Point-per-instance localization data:
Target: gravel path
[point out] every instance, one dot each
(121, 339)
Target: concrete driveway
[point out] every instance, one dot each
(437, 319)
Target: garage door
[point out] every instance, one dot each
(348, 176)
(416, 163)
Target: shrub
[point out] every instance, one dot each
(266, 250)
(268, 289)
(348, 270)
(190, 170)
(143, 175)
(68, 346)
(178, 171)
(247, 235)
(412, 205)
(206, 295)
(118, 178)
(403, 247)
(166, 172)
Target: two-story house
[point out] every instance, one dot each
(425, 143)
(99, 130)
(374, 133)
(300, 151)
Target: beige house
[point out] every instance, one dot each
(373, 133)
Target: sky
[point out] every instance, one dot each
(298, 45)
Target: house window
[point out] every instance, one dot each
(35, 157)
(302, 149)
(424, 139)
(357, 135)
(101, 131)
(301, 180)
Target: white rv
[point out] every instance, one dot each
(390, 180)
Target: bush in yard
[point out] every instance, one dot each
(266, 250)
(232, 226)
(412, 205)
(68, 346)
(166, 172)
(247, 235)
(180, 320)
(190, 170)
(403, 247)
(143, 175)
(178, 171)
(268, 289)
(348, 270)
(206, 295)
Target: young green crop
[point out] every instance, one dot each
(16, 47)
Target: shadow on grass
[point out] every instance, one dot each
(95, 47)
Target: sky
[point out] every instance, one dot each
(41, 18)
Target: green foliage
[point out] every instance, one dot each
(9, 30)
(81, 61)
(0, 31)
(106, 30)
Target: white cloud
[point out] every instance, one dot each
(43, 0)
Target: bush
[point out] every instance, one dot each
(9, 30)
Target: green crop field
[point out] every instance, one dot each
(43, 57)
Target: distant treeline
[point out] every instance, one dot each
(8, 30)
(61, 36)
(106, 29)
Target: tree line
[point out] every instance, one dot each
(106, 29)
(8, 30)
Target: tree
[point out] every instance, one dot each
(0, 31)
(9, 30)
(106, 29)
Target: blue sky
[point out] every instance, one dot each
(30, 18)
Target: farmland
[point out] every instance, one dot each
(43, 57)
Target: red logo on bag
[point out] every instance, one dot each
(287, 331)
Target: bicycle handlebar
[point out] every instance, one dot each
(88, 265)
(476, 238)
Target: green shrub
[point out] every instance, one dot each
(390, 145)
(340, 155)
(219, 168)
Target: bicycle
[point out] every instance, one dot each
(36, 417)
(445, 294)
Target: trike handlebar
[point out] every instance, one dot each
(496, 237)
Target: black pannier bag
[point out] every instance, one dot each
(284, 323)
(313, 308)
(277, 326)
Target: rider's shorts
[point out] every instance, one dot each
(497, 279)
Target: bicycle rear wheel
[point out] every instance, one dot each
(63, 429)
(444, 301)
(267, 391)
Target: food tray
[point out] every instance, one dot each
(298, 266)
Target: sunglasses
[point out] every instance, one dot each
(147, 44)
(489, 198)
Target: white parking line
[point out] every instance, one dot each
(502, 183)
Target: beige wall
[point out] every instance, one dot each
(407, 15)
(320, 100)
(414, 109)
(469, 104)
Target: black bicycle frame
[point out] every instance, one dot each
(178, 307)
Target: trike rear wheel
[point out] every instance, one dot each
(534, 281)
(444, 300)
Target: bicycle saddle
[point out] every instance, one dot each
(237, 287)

§ WORK REQUEST
When a line contains the string "trike", copy it from the records.

§ YOUR RESPONSE
Target: trike handlebar
Target: trike rear wheel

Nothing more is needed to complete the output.